:: Brief ::
Retype all of the records below word for word, leaving the pictures out.

======== Data excerpts

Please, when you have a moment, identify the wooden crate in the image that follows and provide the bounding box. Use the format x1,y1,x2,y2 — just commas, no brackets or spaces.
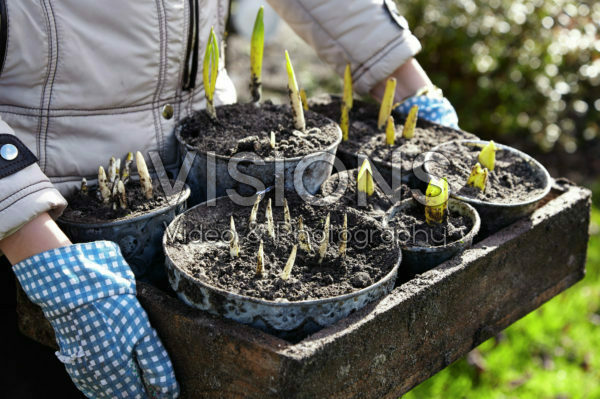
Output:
18,182,591,399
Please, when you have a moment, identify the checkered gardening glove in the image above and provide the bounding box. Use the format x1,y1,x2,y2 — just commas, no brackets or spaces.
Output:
396,86,458,129
13,241,179,398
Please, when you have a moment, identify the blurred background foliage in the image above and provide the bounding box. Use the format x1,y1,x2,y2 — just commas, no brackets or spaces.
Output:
396,0,600,181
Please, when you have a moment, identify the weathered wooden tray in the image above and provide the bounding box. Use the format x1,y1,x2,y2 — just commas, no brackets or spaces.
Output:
18,182,591,398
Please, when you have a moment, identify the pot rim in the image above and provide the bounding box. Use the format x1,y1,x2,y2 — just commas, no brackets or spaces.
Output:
175,103,342,163
423,140,553,208
162,196,402,308
58,183,191,228
382,198,481,252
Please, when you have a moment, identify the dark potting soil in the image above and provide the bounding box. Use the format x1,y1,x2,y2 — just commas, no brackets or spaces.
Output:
60,181,180,224
309,94,378,154
389,203,473,247
176,101,339,158
168,198,399,301
429,142,544,204
311,95,477,171
318,169,412,220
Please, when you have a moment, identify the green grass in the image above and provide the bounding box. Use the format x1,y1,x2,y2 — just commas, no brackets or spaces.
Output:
403,189,600,399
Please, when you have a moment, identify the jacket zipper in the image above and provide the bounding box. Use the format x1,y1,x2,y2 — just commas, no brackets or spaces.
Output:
0,0,8,75
182,0,200,91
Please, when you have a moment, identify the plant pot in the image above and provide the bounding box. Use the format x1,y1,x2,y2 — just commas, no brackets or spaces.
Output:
163,197,401,340
383,198,481,274
309,94,477,187
57,185,190,283
315,169,412,222
175,104,342,205
424,140,552,237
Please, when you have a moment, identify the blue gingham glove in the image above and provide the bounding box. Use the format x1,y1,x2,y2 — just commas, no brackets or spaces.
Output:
13,241,179,398
396,95,458,129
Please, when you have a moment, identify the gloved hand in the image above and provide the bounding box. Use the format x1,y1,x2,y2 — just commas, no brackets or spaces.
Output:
13,241,179,398
396,87,459,129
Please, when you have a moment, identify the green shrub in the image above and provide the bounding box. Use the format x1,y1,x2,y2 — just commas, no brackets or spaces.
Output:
398,0,600,152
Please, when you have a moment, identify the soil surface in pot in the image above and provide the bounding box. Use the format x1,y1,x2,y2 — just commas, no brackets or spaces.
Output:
180,101,339,158
168,198,399,301
311,96,477,170
318,169,412,219
429,142,544,204
388,203,473,247
60,180,180,224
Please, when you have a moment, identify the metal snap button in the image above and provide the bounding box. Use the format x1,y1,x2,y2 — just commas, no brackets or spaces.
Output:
162,104,173,119
0,144,19,161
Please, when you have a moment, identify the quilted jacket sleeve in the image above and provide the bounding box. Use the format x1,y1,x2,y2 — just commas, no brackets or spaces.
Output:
0,115,67,240
268,0,421,94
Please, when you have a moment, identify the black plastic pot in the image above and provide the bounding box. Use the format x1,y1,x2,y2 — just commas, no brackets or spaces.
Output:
423,140,552,236
383,198,481,274
57,185,190,283
163,193,401,340
309,94,478,187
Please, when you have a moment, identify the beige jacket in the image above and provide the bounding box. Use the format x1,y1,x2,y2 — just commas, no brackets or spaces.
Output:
0,0,420,239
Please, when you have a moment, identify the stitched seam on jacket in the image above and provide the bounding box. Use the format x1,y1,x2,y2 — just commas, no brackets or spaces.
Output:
0,93,195,116
0,185,53,215
0,1,10,78
0,180,51,209
173,0,190,121
354,36,406,81
0,156,37,178
36,0,53,167
42,0,60,175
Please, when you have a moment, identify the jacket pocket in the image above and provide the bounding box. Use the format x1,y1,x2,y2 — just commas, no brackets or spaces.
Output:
0,0,8,75
182,0,200,91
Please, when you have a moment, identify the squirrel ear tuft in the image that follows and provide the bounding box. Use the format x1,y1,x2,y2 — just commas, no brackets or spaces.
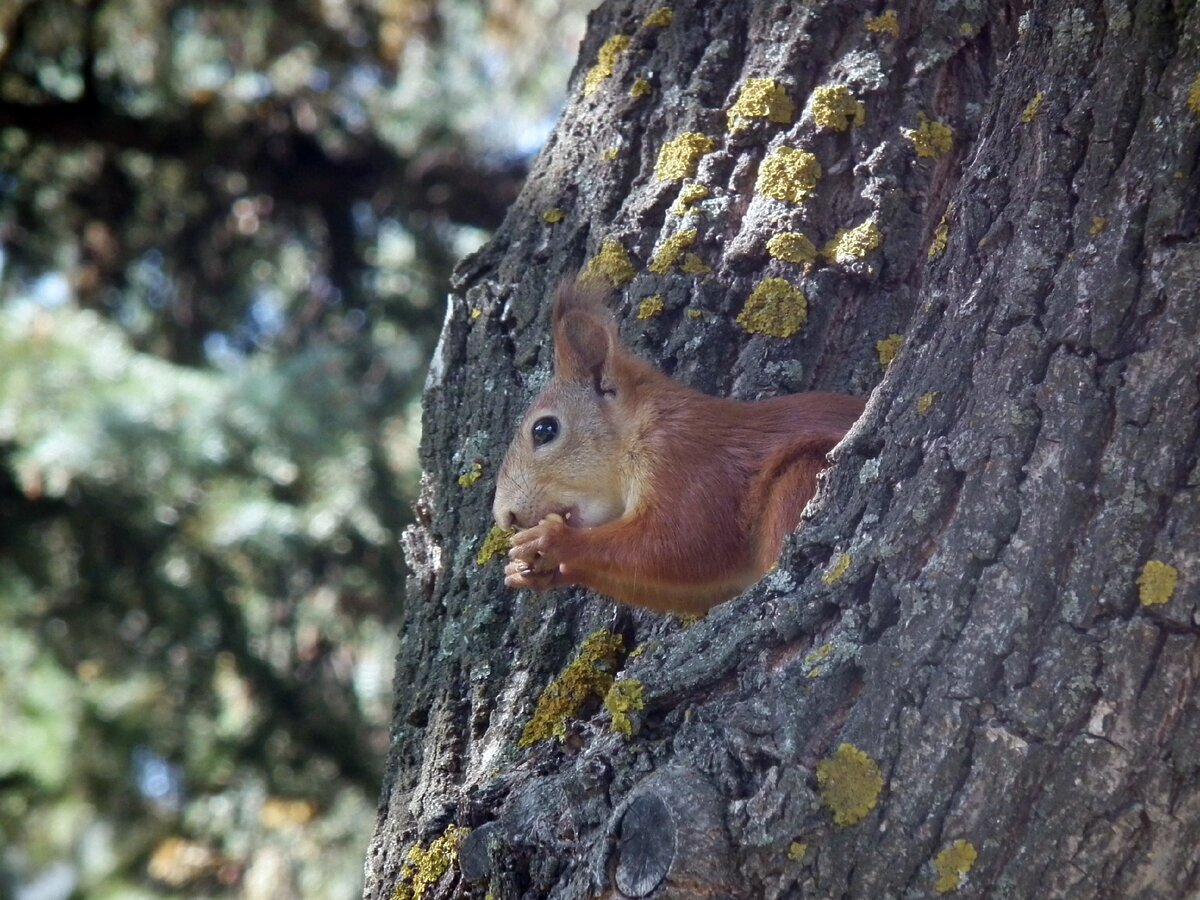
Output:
553,283,618,392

================

:: Expected answer ::
Please, when you have a moment, identify the wooden crate in the image that follows and provide the bounding box. Use the format x1,y1,x2,y2 — just commas, no brackets or spaces.
Output:
18,182,591,399
Please, when you have a moment, identify the checkered gardening glove in the image above and provide the bounding box. Use the format x1,y1,x2,y2 — just commas, no brackets or spaces.
Output:
396,86,458,129
13,241,179,398
Please, when you have a moment, identify the blurred background foliage in the image above and provide the bounding box. Use the format x1,y1,x2,y2 — just commas, no brackets or spaces.
Output:
396,0,600,181
Please, when you have a moment, identify the weathered wooden tray in the image above and provide the bounding box. Use the format x1,y1,x2,y2 — just commas, no brackets or spaces.
Output:
18,182,591,398
Please, when you have a moment, identify the pot rim in the image above and provide the bounding box. Use the format x1,y1,x2,y2 — just commas, no brackets or spaces.
Output:
175,103,342,163
423,140,553,208
162,196,402,308
58,183,191,228
382,198,481,252
Please, when you have a moment, identify the dark potting soil in the image above and provide the bounding box. Use the format x1,y1,x2,y2 — just commas, no brackets or spaces.
Output:
60,181,180,224
309,94,378,154
389,203,473,247
176,101,339,158
168,198,399,301
429,142,544,204
311,95,477,171
318,169,412,220
Please, when you have a moment, identify the green grass in the image above and provide the bounding box. Use the format x1,y1,x2,y2 — just commas, no brackets or spaces.
Output:
403,189,600,399
Please, when you have a moment, identify the jacket zipper in the image above and provide the bounding box. Use the format x1,y1,x2,y2 — just commas, no brackets or spaces.
Output:
0,0,8,75
182,0,200,91
Please, when you have a moment, identify the plant pot in the image above and provide the bounding box. Use the format x1,y1,x2,y2 — just commas, no brackets or spaces.
Output:
163,197,401,340
383,198,481,274
309,94,477,187
57,185,190,283
315,169,412,222
175,104,342,205
424,140,552,237
Please, when you have a moment, identify the blue gingham glove in the image above and provide the bounding box. Use the format x1,y1,x2,y2 — just commas, no brackets or spaces.
Output:
13,241,179,398
396,95,458,129
Please, when you have a moment, identify the gloved hand in the image above and provide the bounding box. Use the format x1,y1,x2,y2 — just commas, no brackets or spaces.
Output:
13,241,179,398
396,87,459,129
Please, when you have a moment, identify the green shrub in the image above and provide the bounding box. Use the format x1,y1,x2,y2 — just commas, no brackets or spaces.
Output:
398,0,600,152
Please, when you have a moment, identify the soil surface in pot in the image above and provide the bounding box. Use the format x1,y1,x2,y2 — just commas, no brackets or spaces.
Output:
180,101,339,158
168,198,399,301
311,96,477,170
318,169,412,219
429,142,544,204
388,203,473,247
60,180,180,224
Please, when you have a moment, identify the metal snap button in the image above and provide the bounding box. Use the format x1,y1,x2,y2 — just commas, no brackets or spaces.
Output:
162,104,173,119
0,144,19,161
Please, when you have a moment, identify the quilted jacket sleeve in the image above and provide the bounding box. Use the format x1,y1,x2,y2 — just commas, no brackets or spaces.
Output:
0,115,67,240
268,0,421,94
Please, when you have a moment, identify the black plastic pot in the image above and provide the bounding box. Use the format x1,y1,x2,y2 — just commas, no brackets or spaces.
Output:
423,140,552,236
383,198,481,274
57,185,190,283
163,193,401,340
309,94,478,187
Please, when you have a moment, identify the beige jacket in the image above and provide the bounding box. Use the format x1,y1,x2,y2 — just commas, no brackets or spaces.
Output:
0,0,420,239
Please, when you have a moment, identify the stitched seam on jacket in the image above and provide the bounding box. Use the format x1,y1,x2,y2 — just commas, no brackets or spaces.
Output:
0,93,195,116
0,185,53,215
0,1,10,78
0,180,51,209
173,0,190,121
354,36,406,81
0,156,37,178
36,0,53,167
42,0,60,175
Please, when you have a moment, identify the jacket pocket in the image above and provide the bounding box. Use the format x1,y1,x2,y2 — just commas, no brackets or spaces.
Output:
0,0,8,75
182,0,200,91
Please, when you have a moment, identify the squirrel ear tuft in the image that follows and provide the bounding box. Use the format x1,y1,x2,y2 — just commas, no brackets or spaces.
Output:
553,283,618,392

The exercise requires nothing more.